#### [PROVIDED RECORDS]
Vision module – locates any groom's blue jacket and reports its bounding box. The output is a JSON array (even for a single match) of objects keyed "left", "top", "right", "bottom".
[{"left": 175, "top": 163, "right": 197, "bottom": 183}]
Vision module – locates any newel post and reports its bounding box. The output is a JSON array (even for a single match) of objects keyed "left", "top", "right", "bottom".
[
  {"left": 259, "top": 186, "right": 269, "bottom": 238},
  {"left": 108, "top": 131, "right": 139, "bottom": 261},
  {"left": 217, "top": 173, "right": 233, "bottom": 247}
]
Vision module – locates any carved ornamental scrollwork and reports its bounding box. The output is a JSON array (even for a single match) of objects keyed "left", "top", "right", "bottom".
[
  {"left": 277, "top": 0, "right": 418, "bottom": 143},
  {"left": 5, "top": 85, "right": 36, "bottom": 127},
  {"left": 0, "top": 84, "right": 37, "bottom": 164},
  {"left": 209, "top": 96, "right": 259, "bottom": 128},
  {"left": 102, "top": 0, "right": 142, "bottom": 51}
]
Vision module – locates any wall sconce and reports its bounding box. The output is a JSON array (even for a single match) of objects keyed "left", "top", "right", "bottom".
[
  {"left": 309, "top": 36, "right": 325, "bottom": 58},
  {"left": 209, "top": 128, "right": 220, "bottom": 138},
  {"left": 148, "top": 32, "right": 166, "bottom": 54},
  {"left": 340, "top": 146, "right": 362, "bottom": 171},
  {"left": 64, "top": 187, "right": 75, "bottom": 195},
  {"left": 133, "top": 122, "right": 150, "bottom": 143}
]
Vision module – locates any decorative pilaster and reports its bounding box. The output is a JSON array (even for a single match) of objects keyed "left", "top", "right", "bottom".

#### [TASK PROMPT]
Return all of the rows above verbatim, keeping every line unchanged and in its original order.

#### [CORRECT ANSWER]
Vision module – locates any groom's blue jacket and reports its bounding box. The output is a JSON array (even for a single match) of objects keyed "left", "top", "right", "bottom".
[{"left": 175, "top": 163, "right": 197, "bottom": 183}]
Vision module – locates any newel post and reports its bounding box. The output is a JSON array (even for a single match) of objects keyed "left", "top", "right", "bottom".
[
  {"left": 259, "top": 186, "right": 269, "bottom": 238},
  {"left": 108, "top": 131, "right": 139, "bottom": 261},
  {"left": 217, "top": 173, "right": 233, "bottom": 247}
]
Vision module – locates any carved ornamental scrollwork and reports its bounding box. The output is a JSON array (even for a single match) of objects keyed "left", "top", "right", "bottom".
[
  {"left": 277, "top": 0, "right": 418, "bottom": 143},
  {"left": 5, "top": 85, "right": 36, "bottom": 127},
  {"left": 0, "top": 84, "right": 37, "bottom": 164},
  {"left": 209, "top": 96, "right": 259, "bottom": 128},
  {"left": 102, "top": 0, "right": 142, "bottom": 51}
]
Vision module – locates any wall sconce and reports its bounding box. The output is a JSON array (even for a single match) of objects keyed "left", "top", "right", "bottom".
[
  {"left": 309, "top": 36, "right": 325, "bottom": 58},
  {"left": 209, "top": 128, "right": 220, "bottom": 138},
  {"left": 148, "top": 32, "right": 166, "bottom": 54},
  {"left": 340, "top": 146, "right": 362, "bottom": 171},
  {"left": 64, "top": 187, "right": 75, "bottom": 195},
  {"left": 133, "top": 122, "right": 150, "bottom": 143}
]
Vision module – locates any decorative pilaster and reports its bounding box. The output is a JSON array (even for a single match) of objects keyed "left", "top", "right", "bottom".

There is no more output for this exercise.